Actions to take —
1) In the forum thread about the Whitley crash card, what made the pilot lose control of the aircraft?
2) Please extend the forum thread about the Whitley crash card from the point where it stops.

Selected excerpt —
--- START ---

# crash card translate



## stuart3009 (May 11, 2022)

can anyone translate or decode these crash card for my brother


----------



## fubar57 (May 11, 2022)

You probably know this...
"06/05/1943 0225hrs Armstrong Whitworth Whitley Mark VII EB328 WL-N of 612 Sqdn RAF Davidstow Moor crashed in a field at Weens Farm, St.Kew Highway. The pilot lost control after an engine fire whilst returning from an Anti-Submarine Patrol one member of the crew bailed out and is safe, five were killed."


----------



## stuart3009 (May 11, 2022)

fubar57 said:


> You probably know this...
> "06/05/1943 0225hrs Armstrong Whitworth Whitley Mark VII EB328 WL-N of 612 Sqdn RAF Davidstow Moor crashed in a field at Weens Farm, St.Kew Highway. The pilot lost control after an engine fire whilst returning from an Anti-Submarine Patrol one member of the crew bailed out and is safe, five were killed."


yes my brother wants to know what it says on crash card


----------



## buffnut453 (May 11, 2022)

--- END ---

Recorded information —
--- START ---

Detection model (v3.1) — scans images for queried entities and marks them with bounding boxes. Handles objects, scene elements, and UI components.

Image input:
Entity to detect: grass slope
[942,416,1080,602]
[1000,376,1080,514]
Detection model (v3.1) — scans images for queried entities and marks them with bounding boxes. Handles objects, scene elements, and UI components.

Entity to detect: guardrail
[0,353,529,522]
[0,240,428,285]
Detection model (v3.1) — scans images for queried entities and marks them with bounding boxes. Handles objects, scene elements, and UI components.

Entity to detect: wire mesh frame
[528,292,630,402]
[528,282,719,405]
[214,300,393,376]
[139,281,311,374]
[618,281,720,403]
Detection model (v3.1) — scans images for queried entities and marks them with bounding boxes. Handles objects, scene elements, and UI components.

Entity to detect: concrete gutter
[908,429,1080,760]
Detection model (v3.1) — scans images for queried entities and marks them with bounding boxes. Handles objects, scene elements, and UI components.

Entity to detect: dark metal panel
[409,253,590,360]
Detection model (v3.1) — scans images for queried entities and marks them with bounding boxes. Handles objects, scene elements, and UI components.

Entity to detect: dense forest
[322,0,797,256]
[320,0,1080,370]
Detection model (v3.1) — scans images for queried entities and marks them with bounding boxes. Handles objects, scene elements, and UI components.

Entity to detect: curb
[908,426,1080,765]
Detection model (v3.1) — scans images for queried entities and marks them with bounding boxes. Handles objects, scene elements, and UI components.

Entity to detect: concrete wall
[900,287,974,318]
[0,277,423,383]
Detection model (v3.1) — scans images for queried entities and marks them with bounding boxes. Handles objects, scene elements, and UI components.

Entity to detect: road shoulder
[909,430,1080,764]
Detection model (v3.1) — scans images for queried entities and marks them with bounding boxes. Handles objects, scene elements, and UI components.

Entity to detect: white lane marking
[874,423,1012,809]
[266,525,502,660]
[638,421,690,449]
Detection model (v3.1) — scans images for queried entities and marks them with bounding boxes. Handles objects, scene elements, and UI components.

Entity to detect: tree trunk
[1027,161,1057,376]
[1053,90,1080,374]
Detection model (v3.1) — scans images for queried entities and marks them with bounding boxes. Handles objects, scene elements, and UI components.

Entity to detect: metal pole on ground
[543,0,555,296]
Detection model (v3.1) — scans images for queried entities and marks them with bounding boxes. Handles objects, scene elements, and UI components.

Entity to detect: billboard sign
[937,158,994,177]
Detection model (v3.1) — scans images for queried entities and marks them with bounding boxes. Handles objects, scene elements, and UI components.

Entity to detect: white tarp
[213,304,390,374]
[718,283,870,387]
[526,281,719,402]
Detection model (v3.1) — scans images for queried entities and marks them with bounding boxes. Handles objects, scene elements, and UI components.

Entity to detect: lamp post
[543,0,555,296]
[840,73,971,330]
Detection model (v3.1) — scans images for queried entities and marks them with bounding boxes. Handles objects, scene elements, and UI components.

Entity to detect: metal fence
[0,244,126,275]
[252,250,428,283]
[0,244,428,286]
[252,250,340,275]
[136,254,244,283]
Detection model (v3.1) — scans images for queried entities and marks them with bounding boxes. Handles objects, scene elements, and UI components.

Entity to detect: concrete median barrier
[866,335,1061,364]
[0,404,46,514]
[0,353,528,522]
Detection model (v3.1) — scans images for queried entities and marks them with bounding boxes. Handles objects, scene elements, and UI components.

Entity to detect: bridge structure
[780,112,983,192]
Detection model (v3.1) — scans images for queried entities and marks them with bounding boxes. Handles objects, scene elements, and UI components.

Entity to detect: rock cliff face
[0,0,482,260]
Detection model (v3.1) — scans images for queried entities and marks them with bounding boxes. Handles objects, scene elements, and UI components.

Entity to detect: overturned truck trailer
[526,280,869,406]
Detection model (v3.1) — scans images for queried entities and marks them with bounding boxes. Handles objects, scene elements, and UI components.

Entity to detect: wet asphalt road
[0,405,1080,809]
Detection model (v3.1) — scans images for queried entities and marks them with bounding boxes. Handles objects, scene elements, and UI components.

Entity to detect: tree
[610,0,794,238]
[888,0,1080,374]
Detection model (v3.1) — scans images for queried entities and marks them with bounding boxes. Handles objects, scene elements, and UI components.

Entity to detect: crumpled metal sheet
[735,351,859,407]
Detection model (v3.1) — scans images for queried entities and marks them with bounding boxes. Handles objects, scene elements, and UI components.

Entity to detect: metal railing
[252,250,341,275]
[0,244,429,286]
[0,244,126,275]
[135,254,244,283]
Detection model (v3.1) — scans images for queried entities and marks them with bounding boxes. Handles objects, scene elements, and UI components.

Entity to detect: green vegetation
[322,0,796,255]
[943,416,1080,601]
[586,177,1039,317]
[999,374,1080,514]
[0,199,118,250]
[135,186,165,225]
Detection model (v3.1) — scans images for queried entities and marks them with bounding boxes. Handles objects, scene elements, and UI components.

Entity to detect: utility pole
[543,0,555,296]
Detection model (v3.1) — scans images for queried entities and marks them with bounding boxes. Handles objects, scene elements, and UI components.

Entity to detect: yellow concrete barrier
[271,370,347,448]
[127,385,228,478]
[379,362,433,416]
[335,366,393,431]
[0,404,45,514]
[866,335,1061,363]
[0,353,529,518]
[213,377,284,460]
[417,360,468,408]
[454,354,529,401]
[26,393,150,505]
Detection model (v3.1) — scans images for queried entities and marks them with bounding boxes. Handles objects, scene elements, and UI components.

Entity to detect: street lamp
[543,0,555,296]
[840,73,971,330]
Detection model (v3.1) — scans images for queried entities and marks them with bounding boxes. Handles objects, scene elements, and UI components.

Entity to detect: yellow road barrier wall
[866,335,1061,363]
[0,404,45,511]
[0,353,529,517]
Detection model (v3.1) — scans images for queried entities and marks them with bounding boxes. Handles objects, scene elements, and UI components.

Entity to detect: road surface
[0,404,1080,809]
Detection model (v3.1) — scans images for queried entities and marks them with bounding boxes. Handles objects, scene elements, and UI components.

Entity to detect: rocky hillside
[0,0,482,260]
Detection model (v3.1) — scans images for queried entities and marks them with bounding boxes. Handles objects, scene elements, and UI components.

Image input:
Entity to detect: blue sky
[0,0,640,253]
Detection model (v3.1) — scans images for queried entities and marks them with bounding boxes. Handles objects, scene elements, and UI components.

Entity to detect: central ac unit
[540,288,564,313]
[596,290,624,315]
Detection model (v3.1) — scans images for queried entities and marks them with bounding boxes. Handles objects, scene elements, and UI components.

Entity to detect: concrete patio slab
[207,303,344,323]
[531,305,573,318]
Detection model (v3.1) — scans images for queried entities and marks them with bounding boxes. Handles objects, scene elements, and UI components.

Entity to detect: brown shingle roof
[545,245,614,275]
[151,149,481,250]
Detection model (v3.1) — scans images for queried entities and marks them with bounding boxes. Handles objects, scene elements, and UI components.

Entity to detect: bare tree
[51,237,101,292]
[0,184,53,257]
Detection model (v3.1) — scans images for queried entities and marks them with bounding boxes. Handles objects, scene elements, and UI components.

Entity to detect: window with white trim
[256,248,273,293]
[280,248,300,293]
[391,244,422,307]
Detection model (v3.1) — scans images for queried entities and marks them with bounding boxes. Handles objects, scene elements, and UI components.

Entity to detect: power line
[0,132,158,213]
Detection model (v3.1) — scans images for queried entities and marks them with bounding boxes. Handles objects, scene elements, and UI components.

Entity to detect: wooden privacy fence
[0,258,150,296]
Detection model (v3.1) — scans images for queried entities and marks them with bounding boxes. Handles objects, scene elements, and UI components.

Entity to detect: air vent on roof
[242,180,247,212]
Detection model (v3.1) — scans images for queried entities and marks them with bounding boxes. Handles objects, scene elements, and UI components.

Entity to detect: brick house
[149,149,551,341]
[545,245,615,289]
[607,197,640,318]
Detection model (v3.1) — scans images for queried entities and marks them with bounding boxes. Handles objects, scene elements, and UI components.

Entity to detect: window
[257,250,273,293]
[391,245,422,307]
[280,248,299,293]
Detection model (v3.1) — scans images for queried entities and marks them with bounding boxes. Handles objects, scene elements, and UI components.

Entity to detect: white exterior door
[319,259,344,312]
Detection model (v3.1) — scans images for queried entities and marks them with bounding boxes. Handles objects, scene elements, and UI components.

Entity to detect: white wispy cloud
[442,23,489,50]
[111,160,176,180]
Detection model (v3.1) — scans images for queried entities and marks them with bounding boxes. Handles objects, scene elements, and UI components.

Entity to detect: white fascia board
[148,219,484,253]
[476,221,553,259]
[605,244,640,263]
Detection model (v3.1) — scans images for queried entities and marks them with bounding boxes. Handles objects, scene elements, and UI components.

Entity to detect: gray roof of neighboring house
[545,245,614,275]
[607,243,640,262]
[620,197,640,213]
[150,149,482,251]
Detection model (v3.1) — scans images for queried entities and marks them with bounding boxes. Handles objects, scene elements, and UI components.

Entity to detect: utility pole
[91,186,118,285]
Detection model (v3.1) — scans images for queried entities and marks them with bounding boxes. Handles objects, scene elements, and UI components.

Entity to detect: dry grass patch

--- END ---

Answers for this exercise —
1) An engine fire, while returning from an anti-submarine patrol.

2)
I have the latter half of the first card but not the sloped writing at the beginning. I'll have to take some time to try and interpret that. However, here's the stuff at the bottom


"CofI [Court if Inquiry] Finding: Engine failure followed by loss of control, causes unknown. Control should have reported airfield unfit. CO: Sqdn CO should have been consulted about weather. Stn CO: Concur. All crew should have been wearing P/chutes[?]. AOC: Control did all they could to assist. ????? CO of ??? [sqn?] about control. Pilot's judgement at fault."


----------



## buffnut453 (May 12, 2022)

The earlier script on the card is very hard to decypher. This is the best I can come up with:

Nature of Duty: Return from A/S operation. Fire port engine

E/fire in flt & pilot lost control. A/c should have been diverted earlier. Sqdn Comm – Tenth case of engine fire on this unit. Recomm eng fire with? this?.

Reactions: Like Like:
1 | Like List reactions


----------



## stuart3009 (May 12, 2022)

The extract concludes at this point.